== Task inputs ==
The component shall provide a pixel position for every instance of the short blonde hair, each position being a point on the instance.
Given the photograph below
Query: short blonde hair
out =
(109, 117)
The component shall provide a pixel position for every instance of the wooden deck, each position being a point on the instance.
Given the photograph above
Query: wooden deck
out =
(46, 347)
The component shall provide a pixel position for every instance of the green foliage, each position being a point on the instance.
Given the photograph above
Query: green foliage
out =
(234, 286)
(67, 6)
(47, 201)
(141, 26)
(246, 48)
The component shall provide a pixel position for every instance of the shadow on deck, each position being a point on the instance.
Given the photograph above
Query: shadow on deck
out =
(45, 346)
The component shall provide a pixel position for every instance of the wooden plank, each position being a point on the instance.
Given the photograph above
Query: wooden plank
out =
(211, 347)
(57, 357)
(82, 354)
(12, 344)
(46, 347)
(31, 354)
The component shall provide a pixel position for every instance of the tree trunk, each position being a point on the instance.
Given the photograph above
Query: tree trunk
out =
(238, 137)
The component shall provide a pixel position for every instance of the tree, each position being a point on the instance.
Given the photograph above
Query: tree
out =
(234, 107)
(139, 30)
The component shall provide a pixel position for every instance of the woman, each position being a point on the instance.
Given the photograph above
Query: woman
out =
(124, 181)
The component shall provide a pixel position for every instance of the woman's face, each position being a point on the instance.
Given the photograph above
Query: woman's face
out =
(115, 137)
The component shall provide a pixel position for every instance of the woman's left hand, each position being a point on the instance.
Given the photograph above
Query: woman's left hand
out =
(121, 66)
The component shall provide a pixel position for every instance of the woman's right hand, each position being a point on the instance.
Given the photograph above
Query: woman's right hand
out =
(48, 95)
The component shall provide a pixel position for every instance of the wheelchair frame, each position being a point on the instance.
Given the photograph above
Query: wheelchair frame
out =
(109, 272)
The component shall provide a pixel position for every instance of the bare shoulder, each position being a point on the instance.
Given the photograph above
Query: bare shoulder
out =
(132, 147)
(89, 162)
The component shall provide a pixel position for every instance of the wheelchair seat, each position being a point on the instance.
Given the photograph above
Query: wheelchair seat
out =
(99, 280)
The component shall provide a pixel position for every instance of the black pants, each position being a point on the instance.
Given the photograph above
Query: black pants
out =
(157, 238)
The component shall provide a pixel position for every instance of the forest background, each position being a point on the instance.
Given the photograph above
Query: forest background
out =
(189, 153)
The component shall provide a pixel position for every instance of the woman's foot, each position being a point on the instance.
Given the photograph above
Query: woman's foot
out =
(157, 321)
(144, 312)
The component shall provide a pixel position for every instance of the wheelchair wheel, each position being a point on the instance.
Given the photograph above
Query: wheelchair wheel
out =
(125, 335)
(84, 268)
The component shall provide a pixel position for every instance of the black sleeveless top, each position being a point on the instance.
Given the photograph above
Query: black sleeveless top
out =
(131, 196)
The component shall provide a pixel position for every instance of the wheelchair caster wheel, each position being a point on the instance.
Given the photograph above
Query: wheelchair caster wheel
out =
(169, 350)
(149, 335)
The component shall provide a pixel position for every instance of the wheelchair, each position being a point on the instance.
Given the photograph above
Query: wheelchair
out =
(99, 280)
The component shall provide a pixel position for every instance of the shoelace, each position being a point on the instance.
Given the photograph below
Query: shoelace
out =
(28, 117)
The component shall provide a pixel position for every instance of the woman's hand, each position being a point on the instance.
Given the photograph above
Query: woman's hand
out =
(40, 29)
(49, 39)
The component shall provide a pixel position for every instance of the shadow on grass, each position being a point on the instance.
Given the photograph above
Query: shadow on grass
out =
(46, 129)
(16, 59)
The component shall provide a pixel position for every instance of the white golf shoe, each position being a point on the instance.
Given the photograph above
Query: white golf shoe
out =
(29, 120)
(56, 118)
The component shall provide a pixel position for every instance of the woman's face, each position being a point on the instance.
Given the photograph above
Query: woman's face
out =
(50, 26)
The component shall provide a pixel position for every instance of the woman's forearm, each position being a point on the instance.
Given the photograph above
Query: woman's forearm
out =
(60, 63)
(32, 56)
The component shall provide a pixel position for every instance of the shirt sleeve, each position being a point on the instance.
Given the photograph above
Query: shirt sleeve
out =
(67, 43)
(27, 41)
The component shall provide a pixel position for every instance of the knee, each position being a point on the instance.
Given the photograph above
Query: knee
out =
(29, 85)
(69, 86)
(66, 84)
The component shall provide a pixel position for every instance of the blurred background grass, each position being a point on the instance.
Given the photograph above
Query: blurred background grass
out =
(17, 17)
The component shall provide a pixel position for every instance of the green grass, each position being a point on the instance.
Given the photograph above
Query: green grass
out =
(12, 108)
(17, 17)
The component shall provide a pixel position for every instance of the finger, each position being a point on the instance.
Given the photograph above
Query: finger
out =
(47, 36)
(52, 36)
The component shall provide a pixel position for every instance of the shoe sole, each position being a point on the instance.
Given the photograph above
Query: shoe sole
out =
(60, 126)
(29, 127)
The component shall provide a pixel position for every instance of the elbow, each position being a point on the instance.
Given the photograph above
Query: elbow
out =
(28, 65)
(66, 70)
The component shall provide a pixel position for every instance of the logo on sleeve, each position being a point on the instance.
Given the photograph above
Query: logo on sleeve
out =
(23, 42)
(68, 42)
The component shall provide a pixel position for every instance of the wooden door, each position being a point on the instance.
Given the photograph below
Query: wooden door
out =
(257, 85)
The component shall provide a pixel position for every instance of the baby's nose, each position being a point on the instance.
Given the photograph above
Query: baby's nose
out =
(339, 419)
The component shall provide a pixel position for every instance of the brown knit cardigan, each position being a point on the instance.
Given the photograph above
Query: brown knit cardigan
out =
===
== Task inputs ==
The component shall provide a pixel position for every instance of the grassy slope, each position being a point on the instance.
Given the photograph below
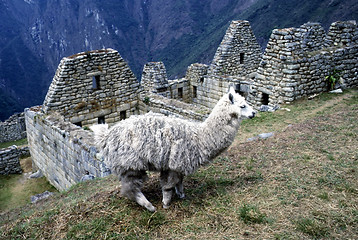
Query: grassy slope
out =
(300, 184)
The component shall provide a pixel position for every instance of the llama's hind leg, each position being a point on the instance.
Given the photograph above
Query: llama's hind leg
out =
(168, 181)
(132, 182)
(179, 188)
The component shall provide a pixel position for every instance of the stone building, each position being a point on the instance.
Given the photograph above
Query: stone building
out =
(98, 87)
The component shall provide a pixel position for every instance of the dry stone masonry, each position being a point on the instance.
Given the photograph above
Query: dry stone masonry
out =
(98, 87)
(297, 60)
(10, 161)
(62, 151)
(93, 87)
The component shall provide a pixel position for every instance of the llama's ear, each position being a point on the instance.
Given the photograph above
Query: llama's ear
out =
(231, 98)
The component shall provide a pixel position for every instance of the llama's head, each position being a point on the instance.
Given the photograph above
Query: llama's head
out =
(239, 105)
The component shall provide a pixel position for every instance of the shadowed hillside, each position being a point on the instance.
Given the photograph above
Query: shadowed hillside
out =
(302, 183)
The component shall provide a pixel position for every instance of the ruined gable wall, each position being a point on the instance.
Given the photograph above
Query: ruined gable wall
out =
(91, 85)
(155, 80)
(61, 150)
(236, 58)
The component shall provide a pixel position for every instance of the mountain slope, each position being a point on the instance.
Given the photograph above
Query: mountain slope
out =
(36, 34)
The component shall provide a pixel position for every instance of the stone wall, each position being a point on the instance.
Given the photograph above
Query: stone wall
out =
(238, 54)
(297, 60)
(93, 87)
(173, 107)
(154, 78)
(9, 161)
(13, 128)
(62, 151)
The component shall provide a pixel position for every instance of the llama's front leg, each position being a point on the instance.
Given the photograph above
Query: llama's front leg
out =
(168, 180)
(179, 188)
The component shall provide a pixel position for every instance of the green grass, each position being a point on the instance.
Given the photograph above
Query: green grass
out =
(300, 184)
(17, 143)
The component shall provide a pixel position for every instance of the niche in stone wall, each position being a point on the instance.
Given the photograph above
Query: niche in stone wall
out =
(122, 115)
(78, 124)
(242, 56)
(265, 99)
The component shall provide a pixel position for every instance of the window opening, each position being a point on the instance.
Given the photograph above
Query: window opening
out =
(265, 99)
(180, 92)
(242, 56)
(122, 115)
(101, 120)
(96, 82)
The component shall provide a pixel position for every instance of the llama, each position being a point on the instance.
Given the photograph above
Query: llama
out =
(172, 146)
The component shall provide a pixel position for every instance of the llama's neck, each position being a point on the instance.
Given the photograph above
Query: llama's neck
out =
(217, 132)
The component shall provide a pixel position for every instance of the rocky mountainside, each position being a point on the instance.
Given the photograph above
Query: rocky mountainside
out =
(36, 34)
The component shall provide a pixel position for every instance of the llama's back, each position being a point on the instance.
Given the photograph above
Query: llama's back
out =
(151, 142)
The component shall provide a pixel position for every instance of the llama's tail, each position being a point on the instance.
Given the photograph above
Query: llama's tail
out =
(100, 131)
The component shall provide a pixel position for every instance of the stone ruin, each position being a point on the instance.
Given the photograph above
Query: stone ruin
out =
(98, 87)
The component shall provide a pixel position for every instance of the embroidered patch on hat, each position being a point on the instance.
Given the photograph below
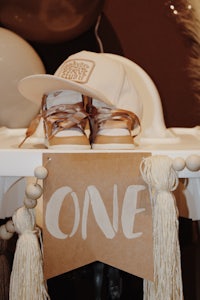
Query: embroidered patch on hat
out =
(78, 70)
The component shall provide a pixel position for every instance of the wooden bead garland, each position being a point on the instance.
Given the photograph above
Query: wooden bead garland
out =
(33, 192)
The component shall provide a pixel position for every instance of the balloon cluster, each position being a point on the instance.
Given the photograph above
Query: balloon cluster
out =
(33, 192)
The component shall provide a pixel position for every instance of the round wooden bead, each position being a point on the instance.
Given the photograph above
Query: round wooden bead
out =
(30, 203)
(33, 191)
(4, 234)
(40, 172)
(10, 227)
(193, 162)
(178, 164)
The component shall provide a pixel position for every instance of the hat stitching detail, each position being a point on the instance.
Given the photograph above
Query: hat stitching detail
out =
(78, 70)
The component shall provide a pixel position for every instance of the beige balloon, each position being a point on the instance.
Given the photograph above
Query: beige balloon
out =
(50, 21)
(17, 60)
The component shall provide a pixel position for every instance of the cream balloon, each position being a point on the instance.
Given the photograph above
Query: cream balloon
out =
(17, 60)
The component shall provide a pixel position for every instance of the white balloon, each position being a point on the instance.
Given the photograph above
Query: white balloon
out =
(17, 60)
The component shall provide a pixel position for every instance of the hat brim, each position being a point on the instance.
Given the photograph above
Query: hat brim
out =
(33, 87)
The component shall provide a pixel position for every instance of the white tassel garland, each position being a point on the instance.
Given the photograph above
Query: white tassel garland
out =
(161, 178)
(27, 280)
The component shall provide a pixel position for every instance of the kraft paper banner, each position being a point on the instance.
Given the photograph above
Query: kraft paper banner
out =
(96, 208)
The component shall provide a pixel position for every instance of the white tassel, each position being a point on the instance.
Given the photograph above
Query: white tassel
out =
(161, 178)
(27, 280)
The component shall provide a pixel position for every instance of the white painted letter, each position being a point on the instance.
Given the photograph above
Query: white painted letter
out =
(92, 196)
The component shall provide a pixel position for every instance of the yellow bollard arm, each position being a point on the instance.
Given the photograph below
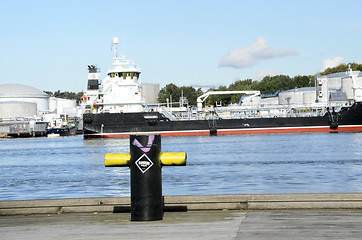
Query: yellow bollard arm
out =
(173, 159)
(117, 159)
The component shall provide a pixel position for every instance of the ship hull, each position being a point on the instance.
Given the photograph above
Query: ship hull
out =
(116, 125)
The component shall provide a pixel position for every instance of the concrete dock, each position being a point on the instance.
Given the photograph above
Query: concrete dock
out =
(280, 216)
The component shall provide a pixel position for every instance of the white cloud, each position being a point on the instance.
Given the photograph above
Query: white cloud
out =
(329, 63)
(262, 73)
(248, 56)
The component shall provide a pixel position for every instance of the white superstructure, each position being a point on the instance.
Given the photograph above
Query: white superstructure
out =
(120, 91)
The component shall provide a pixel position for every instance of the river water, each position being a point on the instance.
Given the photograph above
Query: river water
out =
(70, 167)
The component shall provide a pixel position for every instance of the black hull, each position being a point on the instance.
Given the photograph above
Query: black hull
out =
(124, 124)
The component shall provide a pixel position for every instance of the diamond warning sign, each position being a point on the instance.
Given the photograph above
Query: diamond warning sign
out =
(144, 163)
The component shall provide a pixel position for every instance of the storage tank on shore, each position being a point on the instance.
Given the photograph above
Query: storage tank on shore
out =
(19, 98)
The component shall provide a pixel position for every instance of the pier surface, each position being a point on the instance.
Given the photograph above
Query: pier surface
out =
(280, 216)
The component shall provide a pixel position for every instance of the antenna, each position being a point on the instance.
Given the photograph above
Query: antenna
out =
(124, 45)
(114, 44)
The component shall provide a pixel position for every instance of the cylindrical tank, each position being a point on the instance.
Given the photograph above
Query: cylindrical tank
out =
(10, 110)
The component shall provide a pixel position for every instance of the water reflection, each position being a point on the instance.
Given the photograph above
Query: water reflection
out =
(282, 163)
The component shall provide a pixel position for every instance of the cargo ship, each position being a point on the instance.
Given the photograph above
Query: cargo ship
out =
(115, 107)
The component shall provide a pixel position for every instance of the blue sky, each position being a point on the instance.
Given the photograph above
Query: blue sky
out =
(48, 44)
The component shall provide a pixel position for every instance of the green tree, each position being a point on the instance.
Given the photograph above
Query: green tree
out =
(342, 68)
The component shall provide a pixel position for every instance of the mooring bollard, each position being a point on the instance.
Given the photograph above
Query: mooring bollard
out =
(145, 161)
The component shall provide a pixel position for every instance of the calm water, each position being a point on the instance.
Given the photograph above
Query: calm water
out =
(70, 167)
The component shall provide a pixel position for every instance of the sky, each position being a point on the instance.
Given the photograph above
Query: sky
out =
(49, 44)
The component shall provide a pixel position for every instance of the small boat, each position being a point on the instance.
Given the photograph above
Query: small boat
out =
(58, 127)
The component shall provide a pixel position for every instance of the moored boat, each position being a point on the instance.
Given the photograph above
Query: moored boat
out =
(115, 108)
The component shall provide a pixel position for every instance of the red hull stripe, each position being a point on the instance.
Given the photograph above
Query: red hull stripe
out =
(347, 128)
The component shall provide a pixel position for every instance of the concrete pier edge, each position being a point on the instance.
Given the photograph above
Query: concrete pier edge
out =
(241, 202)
===
Go through the data and copy every line that includes "cylindrical".

The component shall provide a pixel position for every instance of the cylindrical tank, each position being a point on the instance.
Query: cylindrical tank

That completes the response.